**Work required:** Write the next part of the article about doctors who became malpractice lawyers, continuing from its final sentence.

**Document text:**
----------------

Doctors-Turned-Lawyers: 'Why We Now Sue You'

Mark Crane


May 22, 2013

In This Article


Atlanta-based general surgeon Ronald Kaplan, MD, "got tired of working for nothing" after more than 20 years in practice, frustrated as reimbursement rates steadily dropped. He became a lawyer. He now represents injured patients who sue doctors, after several malpractice defense firms turned him down for a job.

One of his best friends since residency, a surgeon he'd covered and operated with, never forgave him. "When he found out I did plaintiff's work, he just stopped talking to me," said Kaplan, the son of a judge.

Other MD-JDs have experienced similar encounters but, like Kaplan, are proud of the work they do. "If you run a red light and hit someone, you should compensate him or her. That's why you have insurance. No doctor can be perfect," said Clark Newhall, a surgeon-attorney in Salt Lake City who became interested in law after a legal dispute over water rights he described as "fun."

Are doctors who become lawyers tougher on the MDs they sue? Or are they more dangerous adversaries because they know exactly what to look for?

"Doctors may not like lawyers who sue doctors, but if they saw the cases we actually bring, I don't think they'd object to what I do," said Armand Leone, a radiologist-attorney in Glen Rock, New Jersey. The MD-JDs Medscape spoke with who represent plaintiffs said they turn down 98 out of 100 cases they review. They all said the prevalence of frivolous lawsuits is a myth. "We have to advance $50,000 to $75,000 or more to bring a case to trial. We can't afford to file frivolous cases, said Leone.

----------------

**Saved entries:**
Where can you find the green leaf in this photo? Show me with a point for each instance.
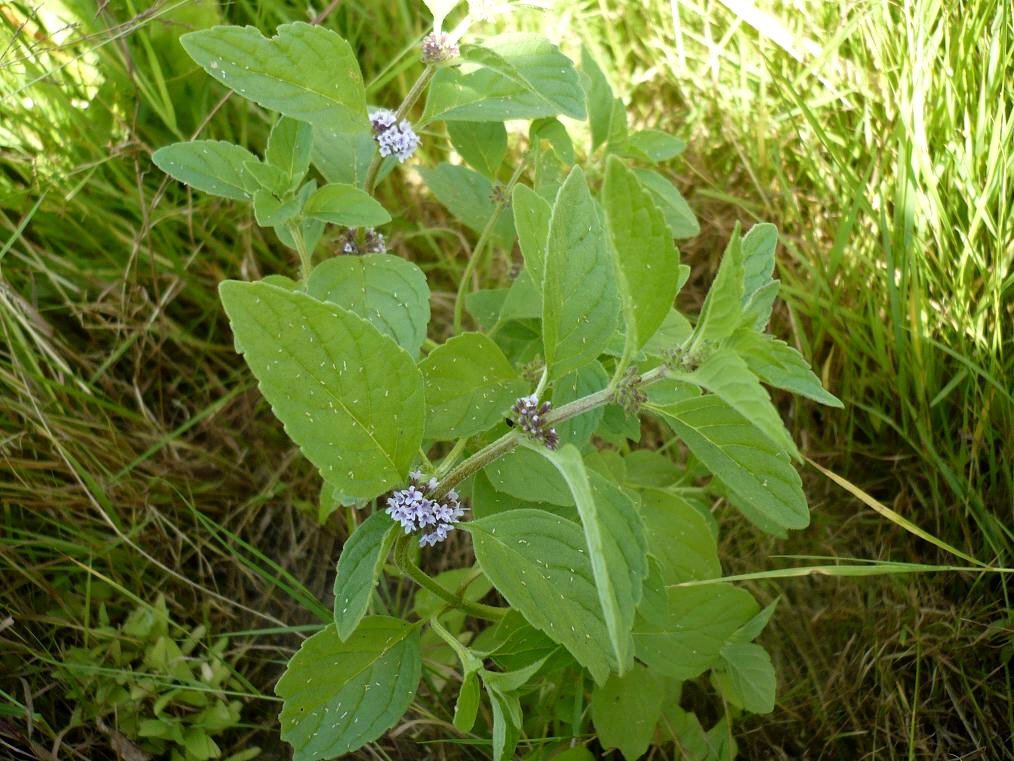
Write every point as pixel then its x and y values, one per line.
pixel 338 696
pixel 506 724
pixel 468 196
pixel 749 679
pixel 617 547
pixel 756 313
pixel 517 645
pixel 580 301
pixel 521 76
pixel 726 374
pixel 486 500
pixel 269 211
pixel 686 639
pixel 756 472
pixel 466 706
pixel 289 147
pixel 778 364
pixel 267 177
pixel 531 219
pixel 554 132
pixel 577 753
pixel 469 387
pixel 482 144
pixel 677 212
pixel 388 291
pixel 358 569
pixel 758 258
pixel 646 260
pixel 653 146
pixel 722 306
pixel 649 468
pixel 346 205
pixel 199 746
pixel 678 538
pixel 344 153
pixel 349 397
pixel 626 709
pixel 673 331
pixel 599 97
pixel 305 72
pixel 485 305
pixel 213 166
pixel 752 628
pixel 523 299
pixel 524 474
pixel 539 563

----------------

**Answer space:**
"Attorneys without our medical background often take cases that shouldn't be pursued," said Sharon Siegel, a cardiothoracic surgeon who became an attorney with a California law firm after being frustrated by hospital politics and cost-containment edicts. "Nonphysician attorneys often name as defendants every doctor on the medical chart. They go on fishing expeditions with a scattershot approach. We can better zero in on the issues of negligence. We do better case management and can limit the number of expert witnesses needed."

Although there's no official count of how many doctors are also lawyers, some doctors say they see this phenomenon becoming more common.

MD-JDs say they don't like suing their former colleagues, but under the current system, it's the only way for injured patients to be compensated. Because of their experience on both sides of the fence, they can make formidable opponents. Their insights can provide a valuable warning to physicians on how to avoid suits.